Provide an exact reproduction of every entry.

# Excerpt from a dataset
━━━━━━
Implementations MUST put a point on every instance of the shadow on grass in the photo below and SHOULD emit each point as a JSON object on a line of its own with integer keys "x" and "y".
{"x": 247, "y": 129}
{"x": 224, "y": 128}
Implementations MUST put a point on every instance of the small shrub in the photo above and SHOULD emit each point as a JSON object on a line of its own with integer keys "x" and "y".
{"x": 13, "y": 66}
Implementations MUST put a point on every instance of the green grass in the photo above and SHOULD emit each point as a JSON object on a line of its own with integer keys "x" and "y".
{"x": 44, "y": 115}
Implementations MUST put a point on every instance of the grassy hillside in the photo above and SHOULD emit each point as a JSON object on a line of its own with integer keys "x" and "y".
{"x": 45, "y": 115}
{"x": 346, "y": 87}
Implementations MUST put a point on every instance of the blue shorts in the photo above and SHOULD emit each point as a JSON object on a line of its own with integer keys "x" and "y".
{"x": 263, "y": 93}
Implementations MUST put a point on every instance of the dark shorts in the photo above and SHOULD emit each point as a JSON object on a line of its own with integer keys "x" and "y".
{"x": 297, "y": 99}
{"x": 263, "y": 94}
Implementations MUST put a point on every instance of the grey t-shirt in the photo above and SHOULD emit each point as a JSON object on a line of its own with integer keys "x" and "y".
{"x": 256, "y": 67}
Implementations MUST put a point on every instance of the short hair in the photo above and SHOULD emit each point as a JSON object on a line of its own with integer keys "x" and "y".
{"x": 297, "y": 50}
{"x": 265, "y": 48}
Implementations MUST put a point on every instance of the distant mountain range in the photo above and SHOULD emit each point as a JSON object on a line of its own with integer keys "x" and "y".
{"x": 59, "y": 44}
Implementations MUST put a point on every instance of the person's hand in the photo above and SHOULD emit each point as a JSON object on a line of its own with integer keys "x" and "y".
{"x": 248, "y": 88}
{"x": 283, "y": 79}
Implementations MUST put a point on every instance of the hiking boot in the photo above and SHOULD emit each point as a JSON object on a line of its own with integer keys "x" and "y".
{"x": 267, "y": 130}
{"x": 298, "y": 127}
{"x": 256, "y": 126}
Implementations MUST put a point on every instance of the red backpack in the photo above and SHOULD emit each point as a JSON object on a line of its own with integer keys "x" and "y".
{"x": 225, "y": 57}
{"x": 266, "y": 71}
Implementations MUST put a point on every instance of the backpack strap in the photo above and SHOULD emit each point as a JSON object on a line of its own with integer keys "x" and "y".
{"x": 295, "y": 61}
━━━━━━
# Answer to this problem
Implementations MUST put a point on every instance of the shadow on grass in the photo below and SHOULD emit each point as a JSON object on a line of its own with integer keys "x" and "y".
{"x": 247, "y": 129}
{"x": 224, "y": 128}
Implementations MUST put a point on every instance of the small shrub in the photo above and SHOULD emit each point as a JSON object on a line of its own with integer keys "x" and "y".
{"x": 13, "y": 66}
Implementations MUST put a point on every instance of the green grass in the photo above and SHOULD emit each point as a JSON object on a line of its own with integer keys "x" and "y".
{"x": 44, "y": 115}
Implementations MUST put a point on every instance of the grassy hillside in the photo above and SHOULD emit each point as a JSON object on a line of its own with integer keys "x" and "y".
{"x": 45, "y": 115}
{"x": 346, "y": 87}
Implementations MUST put a point on every instance of the blue shorts in the photo above and SHOULD emit each point as a JSON object on a line of its own with integer keys "x" and "y".
{"x": 263, "y": 93}
Implementations MUST put a point on every instance of the dark shorts in the photo above and SHOULD emit each point as a JSON object on a line of its own with integer keys "x" and "y".
{"x": 297, "y": 99}
{"x": 263, "y": 94}
Implementations MUST put a point on every instance of the grey t-shirt in the photo above and SHOULD emit each point as a JSON object on a line of its own with integer keys "x" and "y".
{"x": 256, "y": 67}
Implementations MUST put a point on every instance of the short hair in the photo above and SHOULD emit each point as a JSON object on a line of its own with integer keys "x" and "y".
{"x": 297, "y": 50}
{"x": 265, "y": 48}
Implementations MUST put a point on every instance of the distant mountain range in the photo above and SHOULD emit each point as a JSON object on a line of its own with integer keys "x" and "y".
{"x": 59, "y": 44}
Implementations MUST put a point on every instance of the person's hand in the photo above and SHOULD emit each point as a JSON object on a line of its own with integer keys "x" and "y".
{"x": 248, "y": 88}
{"x": 283, "y": 79}
Implementations MUST put a point on every instance of the hiking boot in the photo above and SHOULD emit each point as a JSON object on a line of its own with integer keys "x" and "y".
{"x": 267, "y": 130}
{"x": 298, "y": 127}
{"x": 256, "y": 126}
Implementations MUST put a point on every instance of the red backpack in the photo above and SHOULD emit each point as a JSON object on a line of its own with integer keys "x" and "y".
{"x": 225, "y": 57}
{"x": 266, "y": 71}
Implementations MUST put a point on every instance of the backpack strap in the photo above and SHOULD emit each point as a JSON object on a line of its own with integer keys "x" and "y".
{"x": 295, "y": 61}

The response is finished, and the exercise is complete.